Problem: Please copy out every line of the listing below, keeping each one unchanged.

══ Data

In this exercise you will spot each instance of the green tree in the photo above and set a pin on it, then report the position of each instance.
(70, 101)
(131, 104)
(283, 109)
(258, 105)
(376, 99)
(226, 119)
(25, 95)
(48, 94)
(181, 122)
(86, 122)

════

Expected output:
In this exercise you will spot each instance of the green tree in the photo above and set a pin on it, then report the position of each instance.
(70, 101)
(131, 104)
(283, 109)
(258, 105)
(376, 99)
(226, 119)
(25, 95)
(48, 94)
(181, 122)
(86, 122)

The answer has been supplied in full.